Reescribe todas las filas sustituyendo "MUST" por "SHOULD" y sin cambiar nada más.

═════ Filas mostradas

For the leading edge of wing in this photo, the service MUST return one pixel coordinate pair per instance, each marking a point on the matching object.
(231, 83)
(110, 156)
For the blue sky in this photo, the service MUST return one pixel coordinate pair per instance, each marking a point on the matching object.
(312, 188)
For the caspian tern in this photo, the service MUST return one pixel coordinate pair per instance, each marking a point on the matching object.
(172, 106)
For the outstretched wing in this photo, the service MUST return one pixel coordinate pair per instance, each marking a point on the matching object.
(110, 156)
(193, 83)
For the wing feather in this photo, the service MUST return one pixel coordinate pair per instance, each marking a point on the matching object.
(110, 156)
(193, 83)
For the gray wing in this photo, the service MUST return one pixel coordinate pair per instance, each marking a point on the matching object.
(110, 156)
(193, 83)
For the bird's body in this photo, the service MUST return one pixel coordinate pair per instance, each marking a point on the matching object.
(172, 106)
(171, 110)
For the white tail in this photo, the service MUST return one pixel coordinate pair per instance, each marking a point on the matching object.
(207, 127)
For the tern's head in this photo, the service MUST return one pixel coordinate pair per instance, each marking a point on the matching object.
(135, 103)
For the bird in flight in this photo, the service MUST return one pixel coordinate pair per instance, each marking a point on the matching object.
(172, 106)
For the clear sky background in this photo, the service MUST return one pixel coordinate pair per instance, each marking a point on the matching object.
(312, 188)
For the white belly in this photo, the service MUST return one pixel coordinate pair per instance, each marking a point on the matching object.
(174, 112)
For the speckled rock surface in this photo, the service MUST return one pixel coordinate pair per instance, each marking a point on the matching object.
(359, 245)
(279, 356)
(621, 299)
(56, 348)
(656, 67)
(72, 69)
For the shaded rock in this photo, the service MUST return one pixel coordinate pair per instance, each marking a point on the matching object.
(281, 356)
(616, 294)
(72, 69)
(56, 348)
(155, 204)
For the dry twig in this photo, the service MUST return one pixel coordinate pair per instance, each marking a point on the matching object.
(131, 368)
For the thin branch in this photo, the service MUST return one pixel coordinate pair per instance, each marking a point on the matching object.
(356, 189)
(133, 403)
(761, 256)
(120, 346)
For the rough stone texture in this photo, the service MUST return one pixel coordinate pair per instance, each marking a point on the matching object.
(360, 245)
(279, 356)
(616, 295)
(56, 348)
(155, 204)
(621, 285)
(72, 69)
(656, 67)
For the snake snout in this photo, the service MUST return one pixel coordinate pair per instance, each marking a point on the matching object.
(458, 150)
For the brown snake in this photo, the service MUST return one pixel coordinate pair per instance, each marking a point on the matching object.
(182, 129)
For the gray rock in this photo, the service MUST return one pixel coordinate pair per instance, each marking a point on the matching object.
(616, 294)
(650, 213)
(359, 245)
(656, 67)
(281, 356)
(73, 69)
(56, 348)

══════════

# Solución del ejercicio
For the leading edge of wing in this photo, the service SHOULD return one pixel coordinate pair per instance, each marking a point on the matching object.
(231, 83)
(110, 156)
For the blue sky in this photo, the service SHOULD return one pixel coordinate pair per instance, each marking a point on the matching object.
(312, 188)
For the caspian tern in this photo, the service SHOULD return one pixel coordinate pair per instance, each marking a point on the matching object.
(172, 106)
For the outstretched wing in this photo, the service SHOULD return one pixel coordinate pair per instance, each marking a point on the matching object.
(110, 156)
(193, 83)
For the wing feather in this photo, the service SHOULD return one pixel coordinate pair per instance, each marking a point on the matching object.
(110, 156)
(193, 83)
For the gray wing in this photo, the service SHOULD return one pixel coordinate pair per instance, each marking a point on the matching object.
(110, 156)
(193, 83)
For the bird's body in this photo, the service SHOULD return one pixel coordinate pair per instance, each marking a point on the matching object.
(172, 106)
(171, 110)
For the white tail in this photo, the service SHOULD return one pixel coordinate pair per instance, each marking a point on the matching object.
(207, 127)
For the tern's head in this photo, the service SHOULD return one pixel coordinate pair per instance, each marking a point on the matching object.
(135, 103)
For the bird in flight in this photo, the service SHOULD return one pixel coordinate pair per instance, each marking a point on the matching object.
(172, 106)
For the clear sky background in this photo, the service SHOULD return one pixel coordinate pair per instance, each marking a point on the matching object.
(312, 188)
For the white belly in this photo, the service SHOULD return one pixel coordinate pair per instance, each marking a point on the matching object.
(174, 112)
For the speckled rock surface in this photo, the service SHOULD return one pixel coordinate pair per instance, each marking a point on the matching object.
(359, 245)
(279, 356)
(621, 299)
(56, 348)
(656, 67)
(72, 69)
For the shaded rock in this photo, the service SHOULD return one pixel coordinate pair per instance, each marking a point on the matching object.
(281, 356)
(616, 294)
(72, 69)
(56, 348)
(155, 204)
For the dry twig in this photo, the service SHOULD return one pixel coordinate pair per instance, each marking a point on the matching object.
(131, 368)
For the thin branch in this photo, the service SHOULD return one pixel coordinate pair per instance, each marking a point on the matching object.
(356, 189)
(133, 403)
(761, 256)
(120, 346)
For the rough stone texture in this photo, the service SHOULD return one pixel coordinate pair per instance, each marking a point on the matching object.
(360, 245)
(279, 356)
(616, 295)
(56, 348)
(155, 204)
(621, 285)
(72, 69)
(656, 67)
For the snake snout in this photo, the service SHOULD return one pixel coordinate pair per instance, each marking a point on the matching object.
(458, 150)
For the brown snake in this photo, the service SHOULD return one pixel coordinate pair per instance, each marking a point on the matching object.
(182, 129)
For the gray rock in this photo, the service SHOULD return one pixel coordinate pair per instance, each marking a point on the matching object.
(616, 294)
(650, 213)
(359, 245)
(656, 67)
(281, 356)
(73, 69)
(56, 348)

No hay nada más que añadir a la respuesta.